# [Passage]

● ● ● ● ● ● ●

The authors examine the 2021 data for 202 public pension plans and identify 9 of them as “Deep Red,” that is, in critical condition and declining, and “projected to become insolvent in 20 years.” Among those 9 Deep Red plans is New Jersey’s Teachers’ Pension and Annuity Fund (TPAF). If TPAF becomes insolvent, then the $4.8 billion in annual benefit payments will have to be funded by annual appropriations from the state budget, which would likely bring about a fiscal crisis for the state.
Here are some of the numbers:
- Funded ratio (assets set aside to meet obligations to retirees): 39% — 6th-worst among the 202 plans. Remember that this includes data from 2021, a record year for investment returns. A more recent update by Equable that takes into account part of 2022 has the funded ratio at 37.4%. In other words, there’s only 37 cents set aside for every dollar owed to retirees.
- Ratio of active workers to retirees: 1.45x – 2nd-worst among the 202 plans. This number is now closer to 1.3x as more teachers retired in 2022, and is down from 2.4x in 2001. Fewer actives to fund more retirees means greater stress on the pension plan.
- Ratio of cash flow to assets: -6.97% — 4th-worst out of 202. This ratio measures the non-investment cashflows, which are basically annual contributions less payouts to retirees. On a stand-alone basis, TPAF took in 6.97% less in contributions than it paid out in benefits. To be fair, Murphy’s billions in contributions have brought this ratio to zero, but this still leaves the health of the plan subject to investment returns. In other words, if the stock market is down — like 2022 — TPAF has to sell assets to pay benefits (and its funded ratio will decrease as well).

● ● ● ● ● ● ●

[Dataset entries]
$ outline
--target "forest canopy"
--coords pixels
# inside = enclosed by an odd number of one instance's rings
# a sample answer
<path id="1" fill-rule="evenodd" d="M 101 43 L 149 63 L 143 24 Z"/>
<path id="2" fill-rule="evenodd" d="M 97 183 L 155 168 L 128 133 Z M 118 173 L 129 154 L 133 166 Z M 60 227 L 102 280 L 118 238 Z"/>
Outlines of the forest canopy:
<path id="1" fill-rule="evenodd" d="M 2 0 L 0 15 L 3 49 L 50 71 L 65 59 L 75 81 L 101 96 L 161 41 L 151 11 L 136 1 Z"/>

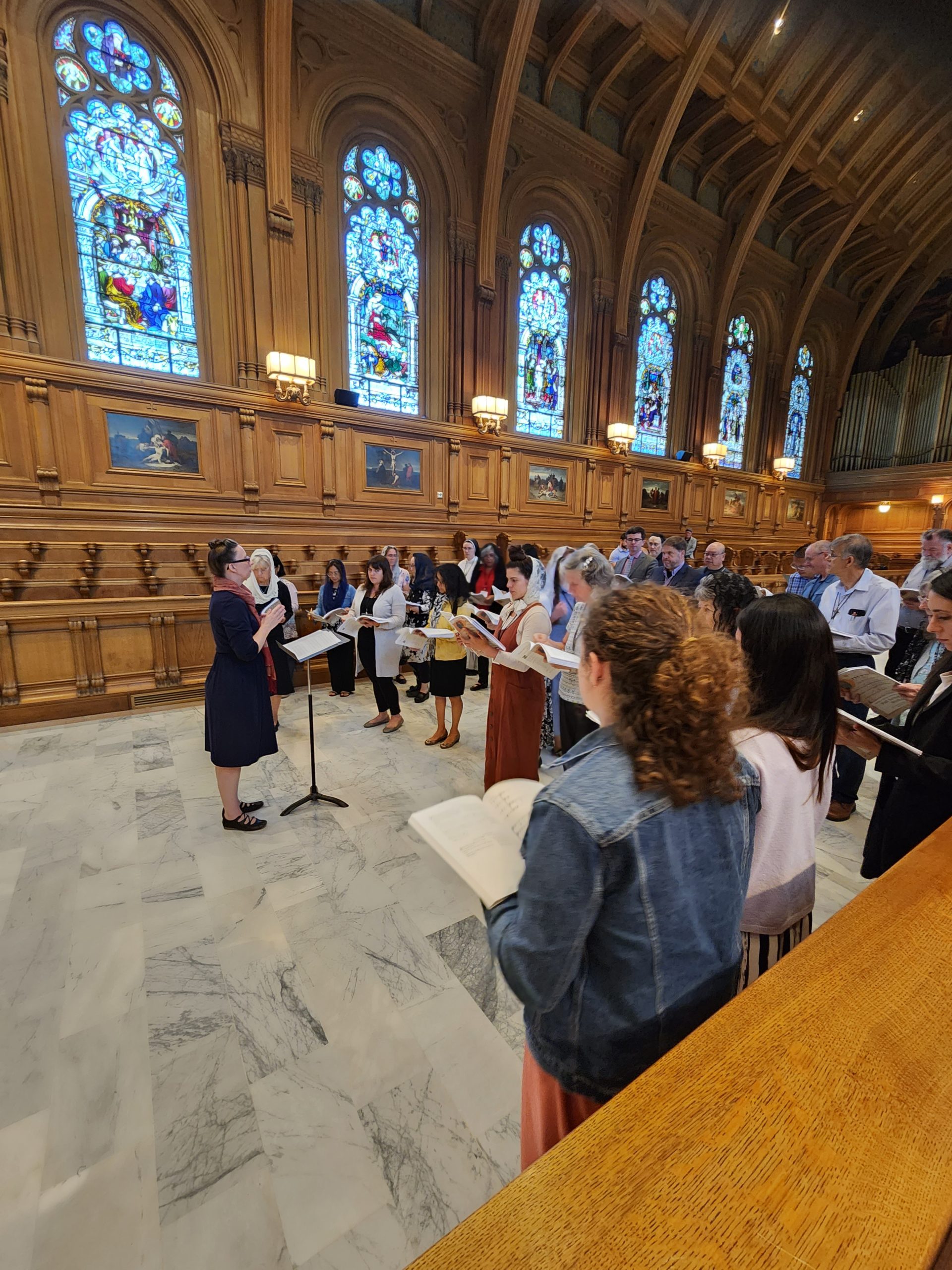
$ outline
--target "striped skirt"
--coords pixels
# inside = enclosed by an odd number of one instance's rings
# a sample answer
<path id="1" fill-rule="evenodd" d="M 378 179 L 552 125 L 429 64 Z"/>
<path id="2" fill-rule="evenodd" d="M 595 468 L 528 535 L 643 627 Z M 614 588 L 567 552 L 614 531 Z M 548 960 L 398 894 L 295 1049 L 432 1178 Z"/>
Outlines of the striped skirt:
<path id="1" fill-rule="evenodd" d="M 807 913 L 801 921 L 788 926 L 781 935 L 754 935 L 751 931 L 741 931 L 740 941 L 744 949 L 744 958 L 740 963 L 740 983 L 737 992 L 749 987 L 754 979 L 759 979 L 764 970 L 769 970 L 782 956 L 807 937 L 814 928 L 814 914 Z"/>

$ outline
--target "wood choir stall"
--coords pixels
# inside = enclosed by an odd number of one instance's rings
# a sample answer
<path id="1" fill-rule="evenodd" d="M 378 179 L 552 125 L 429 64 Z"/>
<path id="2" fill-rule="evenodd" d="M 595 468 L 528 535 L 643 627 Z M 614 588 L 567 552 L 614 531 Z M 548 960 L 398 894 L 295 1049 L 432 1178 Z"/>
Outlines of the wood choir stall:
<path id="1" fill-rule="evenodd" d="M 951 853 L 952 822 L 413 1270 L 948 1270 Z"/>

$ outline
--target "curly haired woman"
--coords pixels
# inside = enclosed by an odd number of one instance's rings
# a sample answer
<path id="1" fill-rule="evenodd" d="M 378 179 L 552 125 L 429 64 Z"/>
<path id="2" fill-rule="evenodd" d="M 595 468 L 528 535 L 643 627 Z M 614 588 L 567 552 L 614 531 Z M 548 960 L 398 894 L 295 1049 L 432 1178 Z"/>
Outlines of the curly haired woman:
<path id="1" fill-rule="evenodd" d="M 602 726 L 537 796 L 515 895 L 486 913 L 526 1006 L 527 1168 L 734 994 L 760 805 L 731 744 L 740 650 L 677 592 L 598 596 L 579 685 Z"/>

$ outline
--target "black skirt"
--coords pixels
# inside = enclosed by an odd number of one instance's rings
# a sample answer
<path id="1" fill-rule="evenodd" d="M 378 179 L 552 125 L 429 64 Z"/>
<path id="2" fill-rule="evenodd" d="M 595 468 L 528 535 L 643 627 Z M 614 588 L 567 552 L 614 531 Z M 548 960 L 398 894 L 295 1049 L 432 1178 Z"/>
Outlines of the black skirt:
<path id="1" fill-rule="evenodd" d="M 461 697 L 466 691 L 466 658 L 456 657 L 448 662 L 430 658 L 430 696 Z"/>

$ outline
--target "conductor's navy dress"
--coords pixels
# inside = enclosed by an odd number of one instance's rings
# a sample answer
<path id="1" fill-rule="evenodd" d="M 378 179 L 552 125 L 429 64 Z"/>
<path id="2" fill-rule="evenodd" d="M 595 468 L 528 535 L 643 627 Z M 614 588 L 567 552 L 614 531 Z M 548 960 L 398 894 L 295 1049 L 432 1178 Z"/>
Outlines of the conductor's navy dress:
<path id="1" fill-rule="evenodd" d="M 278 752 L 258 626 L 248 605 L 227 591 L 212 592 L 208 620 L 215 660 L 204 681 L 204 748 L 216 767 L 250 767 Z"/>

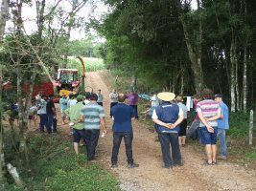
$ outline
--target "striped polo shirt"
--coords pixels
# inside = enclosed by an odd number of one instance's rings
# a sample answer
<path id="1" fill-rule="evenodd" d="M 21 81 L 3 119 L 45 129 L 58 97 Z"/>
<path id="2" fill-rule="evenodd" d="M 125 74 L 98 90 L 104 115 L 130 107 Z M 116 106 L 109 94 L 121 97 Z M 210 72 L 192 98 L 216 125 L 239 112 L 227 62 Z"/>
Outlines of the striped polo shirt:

● ● ● ● ● ● ●

# [Required action A]
In the passage on New Jersey's teachers' pension fund, replace "TPAF" with "the teachers' fund" and write out the text from "- Ratio of cash" up to and including "decrease as well).".
# [Required action B]
Extend the passage on New Jersey's teachers' pension fund beyond its final sentence.
This material was drawn from a separate source.

# [Final answer A]
- Ratio of cash flow to assets: -6.97% — 4th-worst out of 202. This ratio measures the non-investment cashflows, which are basically annual contributions less payouts to retirees. On a stand-alone basis, the teachers' fund took in 6.97% less in contributions than it paid out in benefits. To be fair, Murphy’s billions in contributions have brought this ratio to zero, but this still leaves the health of the plan subject to investment returns. In other words, if the stock market is down — like 2022 — the teachers' fund has to sell assets to pay benefits (and its funded ratio will decrease as well).

# [Final answer B]
Yet Murphy continues to pour billions a year into an unreformed TPAF. Rather than doing the hard work of making TPAF sustainable — thereby protecting both current and future retirees — Murphy simply caters to his biggest political supporter, the NJEA. But what happens when all the COVID funds run out and/or a recession hits?
For decades, the NJEA played a leading role in the severe underfunding of TPAF and blocked all efforts at reform. Now it steadfastly refuses to tell teachers the truth about the condition of their pension plan. The NJEA would prefer to keep teachers in the dark and pretend that making the full contribution means that everything is OK. But as the Urban Institute study shows, everything is not OK.
Murphy plans to be long gone when the reckoning comes and his unwillingness to tackle difficult problems means future generations of New Jerseyans will be left to deal with the fallout. In this light, New Jersey looks like a mere stepping-stone for Murphy’s national political ambitions.